Document segment |
------------------------------
How many Konas did you buy because of the 5x world champion?
I feel like Cory Wallace is pretty well known? Does a lot of other cool shit, good ig follow.
Yeah as far as his adventure riding and his racing results he seems like an ideal person and personality to have in a quiver of sponsored riders - far more interesting to me than the instagrams of the top DH or Enduro riders. I get to watch Richie Rude fly over a section of trail 6 times from different angles - but I’d rather check out what Himalayan peak Cory is riding over.
But I’m not in the industry and no I’ve not bought any Kona bikes from following him. I’ve also not bought any Yeti bikes from watching Rude.
------------------------------
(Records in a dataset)
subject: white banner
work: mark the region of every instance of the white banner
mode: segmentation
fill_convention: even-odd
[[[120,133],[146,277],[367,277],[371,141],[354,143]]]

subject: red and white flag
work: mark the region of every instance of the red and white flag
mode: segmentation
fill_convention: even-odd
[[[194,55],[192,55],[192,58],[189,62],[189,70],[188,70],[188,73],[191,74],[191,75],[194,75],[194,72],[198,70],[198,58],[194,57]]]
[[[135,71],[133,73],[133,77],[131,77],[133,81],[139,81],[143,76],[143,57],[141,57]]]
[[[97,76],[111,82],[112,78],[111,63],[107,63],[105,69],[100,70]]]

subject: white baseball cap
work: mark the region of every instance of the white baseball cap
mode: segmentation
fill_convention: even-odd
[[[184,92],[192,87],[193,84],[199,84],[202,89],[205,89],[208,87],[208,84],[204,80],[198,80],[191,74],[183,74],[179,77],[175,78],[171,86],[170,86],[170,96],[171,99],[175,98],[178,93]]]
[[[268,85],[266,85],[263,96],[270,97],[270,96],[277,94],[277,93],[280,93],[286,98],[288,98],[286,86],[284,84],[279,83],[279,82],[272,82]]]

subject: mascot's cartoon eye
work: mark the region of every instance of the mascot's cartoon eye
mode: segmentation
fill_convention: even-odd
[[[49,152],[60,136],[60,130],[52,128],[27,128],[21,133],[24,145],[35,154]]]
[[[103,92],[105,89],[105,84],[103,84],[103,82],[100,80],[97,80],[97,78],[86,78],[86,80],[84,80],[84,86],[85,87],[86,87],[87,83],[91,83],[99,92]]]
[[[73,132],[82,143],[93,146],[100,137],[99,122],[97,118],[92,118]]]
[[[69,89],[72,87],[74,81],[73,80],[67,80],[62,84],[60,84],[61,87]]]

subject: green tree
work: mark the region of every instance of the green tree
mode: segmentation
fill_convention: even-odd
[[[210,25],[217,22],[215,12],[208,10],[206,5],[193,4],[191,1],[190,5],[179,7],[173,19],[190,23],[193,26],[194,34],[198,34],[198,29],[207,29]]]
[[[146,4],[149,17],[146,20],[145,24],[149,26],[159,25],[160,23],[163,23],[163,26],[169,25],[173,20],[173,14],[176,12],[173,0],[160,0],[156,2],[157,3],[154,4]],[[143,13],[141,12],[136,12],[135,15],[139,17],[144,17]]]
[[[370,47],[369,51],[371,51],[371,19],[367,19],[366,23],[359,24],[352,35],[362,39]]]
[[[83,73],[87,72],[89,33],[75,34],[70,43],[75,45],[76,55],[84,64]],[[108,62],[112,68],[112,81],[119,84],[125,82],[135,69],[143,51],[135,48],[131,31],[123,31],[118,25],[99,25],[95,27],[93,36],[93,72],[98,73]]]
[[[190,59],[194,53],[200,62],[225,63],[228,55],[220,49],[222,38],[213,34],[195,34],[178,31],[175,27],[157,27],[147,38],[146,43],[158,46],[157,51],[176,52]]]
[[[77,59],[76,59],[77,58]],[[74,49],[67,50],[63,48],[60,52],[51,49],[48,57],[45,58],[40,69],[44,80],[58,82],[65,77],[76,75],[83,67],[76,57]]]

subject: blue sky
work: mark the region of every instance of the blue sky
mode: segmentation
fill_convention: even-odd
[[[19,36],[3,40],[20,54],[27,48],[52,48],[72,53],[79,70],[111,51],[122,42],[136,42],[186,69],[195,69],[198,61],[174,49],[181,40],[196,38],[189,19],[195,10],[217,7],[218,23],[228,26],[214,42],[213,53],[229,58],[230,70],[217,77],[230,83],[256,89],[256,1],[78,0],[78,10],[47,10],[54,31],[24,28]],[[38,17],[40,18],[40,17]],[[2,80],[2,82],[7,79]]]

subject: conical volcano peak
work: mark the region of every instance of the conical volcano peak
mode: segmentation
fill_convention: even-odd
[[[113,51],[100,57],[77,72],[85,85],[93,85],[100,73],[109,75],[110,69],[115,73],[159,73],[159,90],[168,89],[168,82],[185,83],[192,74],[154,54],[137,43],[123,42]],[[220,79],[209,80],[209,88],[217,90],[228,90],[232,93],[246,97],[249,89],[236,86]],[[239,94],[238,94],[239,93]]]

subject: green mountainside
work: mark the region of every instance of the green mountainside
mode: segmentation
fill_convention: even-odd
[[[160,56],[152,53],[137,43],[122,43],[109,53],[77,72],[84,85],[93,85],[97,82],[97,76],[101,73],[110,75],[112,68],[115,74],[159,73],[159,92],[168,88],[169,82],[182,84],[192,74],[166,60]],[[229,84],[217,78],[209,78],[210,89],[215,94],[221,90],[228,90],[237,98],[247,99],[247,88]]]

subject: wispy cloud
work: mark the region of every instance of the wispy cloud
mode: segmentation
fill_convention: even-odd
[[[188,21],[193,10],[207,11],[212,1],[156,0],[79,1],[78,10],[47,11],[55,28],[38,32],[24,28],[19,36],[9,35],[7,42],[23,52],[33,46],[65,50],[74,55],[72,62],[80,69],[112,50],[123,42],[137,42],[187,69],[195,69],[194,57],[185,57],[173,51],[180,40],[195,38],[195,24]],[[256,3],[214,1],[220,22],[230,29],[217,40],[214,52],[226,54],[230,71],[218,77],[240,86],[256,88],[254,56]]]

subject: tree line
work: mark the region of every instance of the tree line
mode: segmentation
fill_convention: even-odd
------------------------------
Aim of the exercise |
Answer from the discussion of Cory Wallace:
1. What title does the opening line give the rider behind the Kona purchases?
2. Which rider can be watched flying over a section of trail six times from different angles?
3. Which brand of bike does the writer say they have not bought from watching Rude?

Exercise solution |
1. 5x world champion
2. Richie Rude
3. Yeti